* [Given text]
· · · ·

LOL! No...but I've got a torch, some foil and a straw! I'll just freebase the sucker!!! :ss


----------



## burninator

KASR said:


> LOL! No...but I've got a torch, some foil and a straw! I'll just freebase the sucker!!! :ss


I've got a coke can I can send you, if you need it.


----------



## KyLongbeard

> LOL! No...but I've got a torch, some foil and a straw! I'll just freebase the sucker!!! :ss


PICS!:ss :r


----------



## KASR

We'll keep this going smoothly - I've got Kylong's addy and I'm gonna send it his way....minus the beat up gar of course.


----------



## KyLongbeard

KASR said:


> We'll keep this going smoothly - I've got Kylong's addy and I'm gonna send it his way....minus the beat up gar of course.


I'd appericiate it.:r


----------



## KASR

It's on its way to Trent!

· · · ·

* [Data shown]
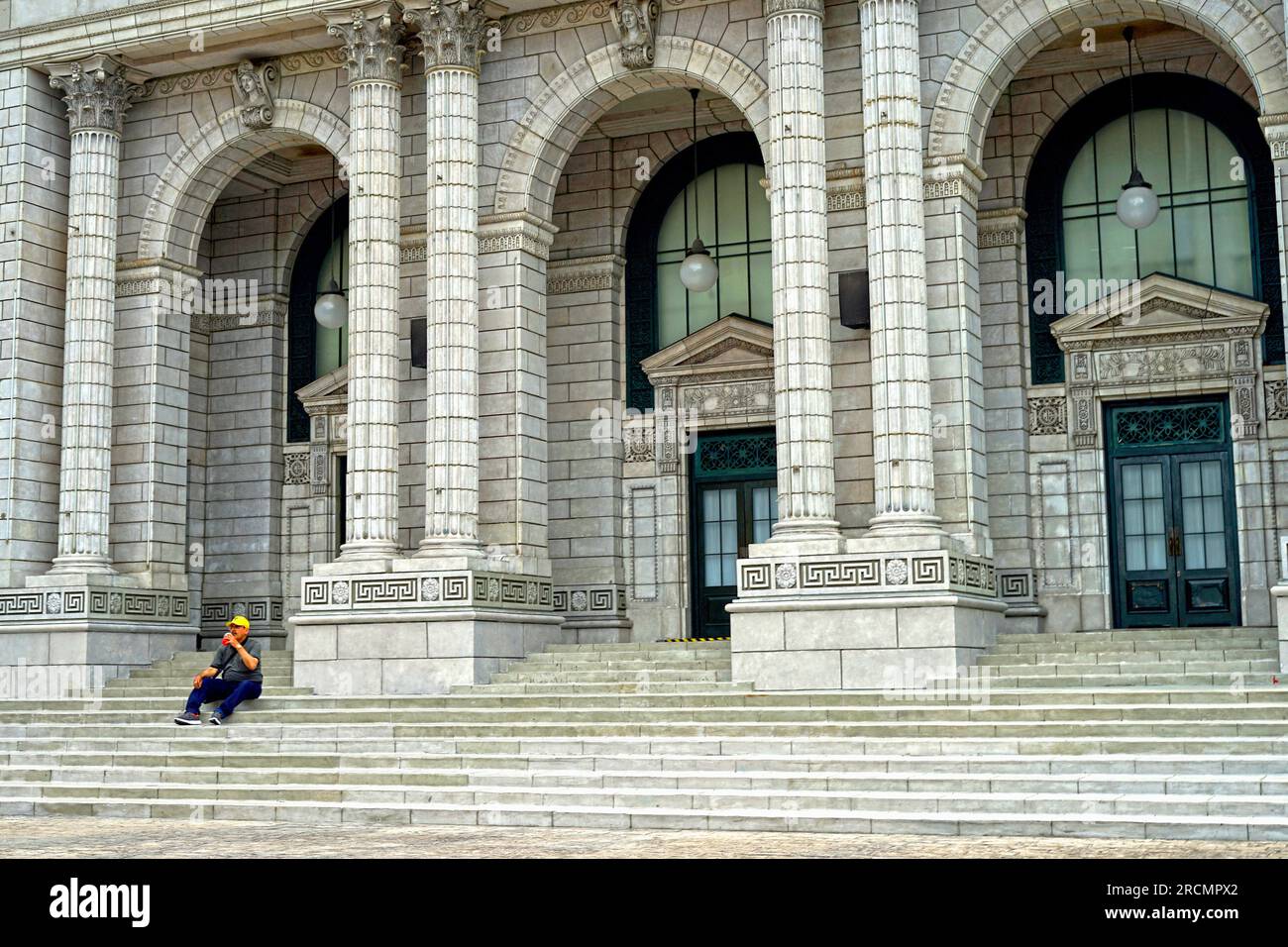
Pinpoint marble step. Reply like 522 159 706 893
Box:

· · · ·

* [To do]
1. In the forum thread, what does burninator offer to send?
2. Return the part of the forum thread that opens with the words containing "## burninator" and closes with "you need it.".
3. Resume the forum thread from where it stops.
The data has no part in any of this.

* [Exercise answers]
1. A coke can.

2.
## burninator

KASR said:


> LOL! No...but I've got a torch, some foil and a straw! I'll just freebase the sucker!!! :ss


I've got a coke can I can send you, if you need it.

3.
DC# 9101 0385 5574 9931 2013


----------



## kjd2121

I think I'm glad I opted out - :r . Too bad he didn't post pics before he sent it like he said he was gonna. I guess we all understand now - :r 

Personally I think KidRock owes you another one - :2 

o o


----------



## KyLongbeard

KASR said:


> It's on its way to Trent!
> DC# 9101 0385 5574 9931 2013


:ss


----------



## ca21455

We all make mistakes, hopefully this will be a good learning experience. 

Jon did log on earlier, but no response.


----------



## Puffy69

kjd2121 said:


> I think I'm glad I opted out - :r . Too bad he didn't post pics before he sent it like he said he was gonna. I guess we all understand now - :r
> 
> Personally I think KidRock owes you another one - :2


:tpd: i mean yeah..not aarons fault that he packed it that way...


----------



## icehog3

Kid Rock logged on and didn't address the item formerly known as a cigar? 

Wow...just wow.


----------



## montecristo#2

burninator said:


> I've got a coke can I can send you, if you need it.


Boy does that bring back memories. . . :sl :r :r :r


----------



## Puffy69

icehog3 said:


> Kid Rock logged on and didn't address the item formerly known as a cigar?
> 
> Wow...just wow.


prolly embarrassed..step up bro, its all good..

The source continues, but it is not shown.